▶ _Directions for this task_
Reproduce the listing that follows, unchanged and complete.

▶ _Data for review_
-- Opening Marker --
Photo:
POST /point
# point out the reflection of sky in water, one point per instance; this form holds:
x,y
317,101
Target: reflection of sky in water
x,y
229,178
-- Closing Marker --
▶ _Answer box_
Photo:
POST /point
# point out the reflection of sky in water, one point per instance; this form holds:
x,y
317,101
Target: reflection of sky in water
x,y
229,178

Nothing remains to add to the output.